** Supplied text **

## begin

The two crashes, one on Lion Air and one on Ethiopian Airlines, happened about five months apart and had striking similarities. Following the fatal accidents, aviation oversight organizations around the world grounded the 737 MAX until further investigations could take place; the FAA was the last to do so. The crashes, in which a software system designed to prevent stalls but possibly confusing the pilots may have played a part, sparked suspicions that the FAA was too lax in its certification of Boeing's latest short-haul plane.

For years, the FAA has allowed plane manufacturers to self-certify parts of the oversight process for new planes, called Organization Designation Authorization. This process, in which the aircraft manufacturer's employees perform some of the safety tests and inspections with FAA oversight, reportedly saved the government body time and money.

That practice was examined at Wednesday's Senate hearing.

## end

** Entries supplied **
## begin

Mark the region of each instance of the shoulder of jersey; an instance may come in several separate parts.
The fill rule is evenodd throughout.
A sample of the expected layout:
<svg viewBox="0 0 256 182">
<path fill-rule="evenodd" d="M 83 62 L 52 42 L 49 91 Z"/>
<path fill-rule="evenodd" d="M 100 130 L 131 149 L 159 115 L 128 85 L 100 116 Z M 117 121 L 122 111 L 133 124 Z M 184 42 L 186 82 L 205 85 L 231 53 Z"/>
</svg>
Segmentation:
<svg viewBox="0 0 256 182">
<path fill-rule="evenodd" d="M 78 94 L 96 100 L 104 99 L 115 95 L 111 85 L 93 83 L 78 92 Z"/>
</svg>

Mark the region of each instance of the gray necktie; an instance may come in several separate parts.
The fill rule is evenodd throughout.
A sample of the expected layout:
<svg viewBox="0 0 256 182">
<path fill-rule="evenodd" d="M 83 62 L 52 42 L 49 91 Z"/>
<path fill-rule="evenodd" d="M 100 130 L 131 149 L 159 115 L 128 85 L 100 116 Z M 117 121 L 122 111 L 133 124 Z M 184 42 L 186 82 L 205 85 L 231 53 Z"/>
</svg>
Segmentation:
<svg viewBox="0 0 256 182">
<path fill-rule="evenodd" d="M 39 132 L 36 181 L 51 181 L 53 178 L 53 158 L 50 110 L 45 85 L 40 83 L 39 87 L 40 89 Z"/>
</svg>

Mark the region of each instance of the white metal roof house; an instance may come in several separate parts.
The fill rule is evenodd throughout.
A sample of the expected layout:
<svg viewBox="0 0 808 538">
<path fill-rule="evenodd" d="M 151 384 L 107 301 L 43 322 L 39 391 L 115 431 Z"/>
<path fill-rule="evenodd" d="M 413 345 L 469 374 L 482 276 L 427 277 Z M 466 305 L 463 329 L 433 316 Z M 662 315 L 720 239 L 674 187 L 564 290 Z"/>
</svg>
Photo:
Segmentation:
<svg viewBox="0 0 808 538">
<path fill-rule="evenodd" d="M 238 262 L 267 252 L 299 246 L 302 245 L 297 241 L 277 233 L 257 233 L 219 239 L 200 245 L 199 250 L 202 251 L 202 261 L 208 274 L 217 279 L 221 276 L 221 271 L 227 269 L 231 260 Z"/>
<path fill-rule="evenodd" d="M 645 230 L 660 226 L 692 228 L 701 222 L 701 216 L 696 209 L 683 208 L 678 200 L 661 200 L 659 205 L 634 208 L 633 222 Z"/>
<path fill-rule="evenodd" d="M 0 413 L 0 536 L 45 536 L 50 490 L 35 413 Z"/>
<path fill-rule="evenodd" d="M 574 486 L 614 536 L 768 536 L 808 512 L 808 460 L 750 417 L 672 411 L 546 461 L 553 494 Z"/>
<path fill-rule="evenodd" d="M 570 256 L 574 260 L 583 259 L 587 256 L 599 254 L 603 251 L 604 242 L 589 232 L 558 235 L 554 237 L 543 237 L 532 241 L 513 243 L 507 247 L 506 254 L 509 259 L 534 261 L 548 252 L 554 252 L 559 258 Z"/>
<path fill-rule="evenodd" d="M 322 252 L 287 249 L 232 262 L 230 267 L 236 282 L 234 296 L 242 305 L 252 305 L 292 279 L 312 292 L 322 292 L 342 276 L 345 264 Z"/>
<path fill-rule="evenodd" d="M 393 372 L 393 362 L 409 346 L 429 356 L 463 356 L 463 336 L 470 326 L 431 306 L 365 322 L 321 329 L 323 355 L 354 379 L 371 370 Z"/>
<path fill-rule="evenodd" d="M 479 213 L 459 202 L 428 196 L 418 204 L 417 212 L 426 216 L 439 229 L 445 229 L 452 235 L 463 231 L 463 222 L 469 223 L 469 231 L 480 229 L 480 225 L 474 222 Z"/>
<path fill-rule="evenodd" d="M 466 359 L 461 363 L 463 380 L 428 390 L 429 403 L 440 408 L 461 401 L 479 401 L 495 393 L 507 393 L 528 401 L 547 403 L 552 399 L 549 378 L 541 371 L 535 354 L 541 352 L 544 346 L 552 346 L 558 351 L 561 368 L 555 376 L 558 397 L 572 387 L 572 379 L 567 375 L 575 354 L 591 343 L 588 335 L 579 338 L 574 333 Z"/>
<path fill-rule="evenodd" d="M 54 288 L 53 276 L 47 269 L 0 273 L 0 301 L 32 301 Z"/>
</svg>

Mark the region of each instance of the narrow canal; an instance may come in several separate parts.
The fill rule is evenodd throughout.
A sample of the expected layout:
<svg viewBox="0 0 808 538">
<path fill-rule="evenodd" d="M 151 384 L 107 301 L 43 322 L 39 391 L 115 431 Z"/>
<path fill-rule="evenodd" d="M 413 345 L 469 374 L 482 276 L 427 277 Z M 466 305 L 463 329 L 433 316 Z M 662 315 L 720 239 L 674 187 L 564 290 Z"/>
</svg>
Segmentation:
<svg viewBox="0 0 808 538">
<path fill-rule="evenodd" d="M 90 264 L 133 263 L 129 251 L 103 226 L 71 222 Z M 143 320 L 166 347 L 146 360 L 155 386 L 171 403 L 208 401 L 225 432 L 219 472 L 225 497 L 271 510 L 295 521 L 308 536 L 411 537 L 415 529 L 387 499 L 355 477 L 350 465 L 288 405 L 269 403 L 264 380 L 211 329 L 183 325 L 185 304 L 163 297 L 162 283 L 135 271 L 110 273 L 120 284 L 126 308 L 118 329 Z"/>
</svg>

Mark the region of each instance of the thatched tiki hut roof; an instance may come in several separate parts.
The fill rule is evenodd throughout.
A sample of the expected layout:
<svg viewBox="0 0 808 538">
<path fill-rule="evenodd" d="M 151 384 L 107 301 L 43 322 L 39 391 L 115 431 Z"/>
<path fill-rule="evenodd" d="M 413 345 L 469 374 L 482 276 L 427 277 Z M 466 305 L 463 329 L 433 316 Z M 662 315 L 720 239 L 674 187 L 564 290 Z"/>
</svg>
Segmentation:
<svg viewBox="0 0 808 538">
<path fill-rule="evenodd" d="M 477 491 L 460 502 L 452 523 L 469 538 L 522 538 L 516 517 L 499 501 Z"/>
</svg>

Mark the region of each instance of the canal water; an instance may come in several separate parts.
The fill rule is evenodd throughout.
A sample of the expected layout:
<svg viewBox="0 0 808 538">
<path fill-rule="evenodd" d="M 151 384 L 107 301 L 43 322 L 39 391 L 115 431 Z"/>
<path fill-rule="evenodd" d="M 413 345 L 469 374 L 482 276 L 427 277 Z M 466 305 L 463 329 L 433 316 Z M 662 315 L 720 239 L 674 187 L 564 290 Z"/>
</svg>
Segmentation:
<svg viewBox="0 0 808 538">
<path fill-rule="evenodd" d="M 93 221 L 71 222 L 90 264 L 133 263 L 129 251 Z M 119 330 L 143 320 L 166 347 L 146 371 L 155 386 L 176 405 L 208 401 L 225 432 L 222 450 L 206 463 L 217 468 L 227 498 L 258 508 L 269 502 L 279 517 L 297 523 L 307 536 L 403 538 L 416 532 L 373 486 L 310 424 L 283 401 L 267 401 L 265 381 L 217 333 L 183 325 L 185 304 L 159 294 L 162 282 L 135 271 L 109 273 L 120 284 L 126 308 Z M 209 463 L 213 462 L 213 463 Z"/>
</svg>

## end

** Directions for this task **
Reproduce the passage above about the 737 MAX crashes and FAA certification word for word, in full.

** Task output **
The two crashes, one on Lion Air and one on Ethiopian Airlines, happened about five months apart and had striking similarities. Following the fatal accidents, aviation oversight organizations around the world grounded the 737 MAX until further investigations could take place; the FAA was the last to do so. The crashes, in which a software system designed to prevent stalls but possibly confusing the pilots may have played a part, sparked suspicions that the FAA was too lax in its certification of Boeing's latest short-haul plane.

For years, the FAA has allowed plane manufacturers to self-certify parts of the oversight process for new planes, called Organization Designation Authorization. This process, in which the aircraft manufacturer's employees perform some of the safety tests and inspections with FAA oversight, reportedly saved the government body time and money.

That practice was examined at Wednesday's Senate hearing.